本文 ▸
::::::
将棋・小山怜央さんプロに 棋士編入試験合格 地元歓喜「釜石の誇り」「勇気もらった」

小山怜央さんの勝利を祝って万歳!釜石に歓喜が広がった=13日

小山怜央さんの勝利を祝って万歳!釜石に歓喜が広がった=13日

 
 釜石市出身で将棋のアマチュア強豪、小山怜央さん(29)=横浜市=は13日、大阪市の関西将棋会館で行われたプロ棋士編入試験5番勝負の第4局に勝利し、通算成績を3勝1敗として合格を決めた。4月1日付でプロ棋士の四段になる。棋士養成機関「奨励会」の未経験者として初の試験合格者。岩手県出身者としても初の棋士となり、地元では歓喜の声が広がった。
  
 通常、プロ棋士となるには、26歳までに奨励会で四段に昇段する必要がある。編入試験は奨励会とは別にプロを目指す制度。アマ出場枠があるプロ公式戦で一定の成績を収めれば受験資格を得られる。試験は若手棋士5人と対戦し、3勝すれば合格。小山さんは昨年11月の第1局で徳田拳士四段(25)、12月の第2局で岡部怜央四段(23)を連続で破ったが、今年1月の第3局では狩山幹生四段(21)に敗れ、2勝1敗となっていた。
  
 この日は、振り飛車党の横山友紀四段(23)と対局。先手番の小山さんは、「四間飛車」と得意の戦型で構える横山四段に対抗すべく「居飛車穴熊」に駒を組み、戦機をつかんで序盤から優勢に進めた。中盤に形勢が接近した場面もあったが動揺せずに立て直し、粘る横山四段を133手で振り切った。
 
中妻地区生活応援センターで行われた大盤解説会=13日

中妻地区生活応援センターで行われた大盤解説会=13日

 
解説を聞きながら戦況を見つめる釜石市民ら=13日

解説を聞きながら戦況を見つめる釜石市民ら=13日

 
 「よし、やった」「強い」。午後3時半過ぎ、釜石市上中島町の中妻地区生活応援センターで大盤解説を聞きながら戦況を見守っていた小山さんの父・敏昭さん(60)、母・聖子さん(60)、将棋愛好者ら約25人から拍手と歓声が湧き起こった。幼少期の小山さんに将棋を教え、大盤解説を務めた日本将棋連盟釜石支部長の土橋吉孝さん(67)は「相手を研究した手順でうまく仕掛けた。横山さんが序盤で1時間半使ったところ、怜央は15分でとどめ、優位に立てた」と勝因を挙げた。
::::::
提供データ ▸
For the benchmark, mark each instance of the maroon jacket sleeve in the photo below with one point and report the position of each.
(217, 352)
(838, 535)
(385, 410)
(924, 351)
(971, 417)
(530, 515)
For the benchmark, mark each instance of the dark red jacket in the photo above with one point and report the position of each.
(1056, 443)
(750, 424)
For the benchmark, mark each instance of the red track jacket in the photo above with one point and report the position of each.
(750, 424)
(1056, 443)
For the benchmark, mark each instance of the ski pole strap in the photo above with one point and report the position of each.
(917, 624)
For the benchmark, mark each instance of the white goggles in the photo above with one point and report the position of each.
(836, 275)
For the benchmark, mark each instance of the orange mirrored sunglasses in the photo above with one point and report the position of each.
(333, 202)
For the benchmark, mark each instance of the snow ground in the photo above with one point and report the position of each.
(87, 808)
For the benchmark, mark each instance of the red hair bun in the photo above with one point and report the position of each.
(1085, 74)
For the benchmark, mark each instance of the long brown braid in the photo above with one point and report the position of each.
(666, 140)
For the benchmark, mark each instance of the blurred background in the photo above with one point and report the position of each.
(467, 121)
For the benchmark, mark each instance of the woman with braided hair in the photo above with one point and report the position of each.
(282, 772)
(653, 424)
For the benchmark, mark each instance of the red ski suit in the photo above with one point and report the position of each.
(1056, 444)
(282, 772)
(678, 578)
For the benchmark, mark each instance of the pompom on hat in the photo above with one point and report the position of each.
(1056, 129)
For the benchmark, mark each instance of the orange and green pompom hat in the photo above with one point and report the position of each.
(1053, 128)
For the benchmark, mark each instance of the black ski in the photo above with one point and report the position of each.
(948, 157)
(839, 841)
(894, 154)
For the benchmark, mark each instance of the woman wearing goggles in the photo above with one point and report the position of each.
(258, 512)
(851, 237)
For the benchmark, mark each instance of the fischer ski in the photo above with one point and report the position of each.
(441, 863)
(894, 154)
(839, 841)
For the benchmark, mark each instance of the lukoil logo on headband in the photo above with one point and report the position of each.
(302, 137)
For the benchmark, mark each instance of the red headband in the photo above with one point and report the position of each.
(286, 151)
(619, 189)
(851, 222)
::::::
本文の「釜石市出身で将棋のアマチュア」から「敗れ、2勝1敗となっていた。」までを、一字一句変えずに書き写してください。

釜石市出身で将棋のアマチュア強豪、小山怜央さん(29)=横浜市=は13日、大阪市の関西将棋会館で行われたプロ棋士編入試験5番勝負の第4局に勝利し、通算成績を3勝1敗として合格を決めた。4月1日付でプロ棋士の四段になる。棋士養成機関「奨励会」の未経験者として初の試験合格者。岩手県出身者としても初の棋士となり、地元では歓喜の声が広がった。
  
 通常、プロ棋士となるには、26歳までに奨励会で四段に昇段する必要がある。編入試験は奨励会とは別にプロを目指す制度。アマ出場枠があるプロ公式戦で一定の成績を収めれば受験資格を得られる。試験は若手棋士5人と対戦し、3勝すれば合格。小山さんは昨年11月の第1局で徳田拳士四段(25)、12月の第2局で岡部怜央四段(23)を連続で破ったが、今年1月の第3局では狩山幹生四段(21)に敗れ、2勝1敗となっていた。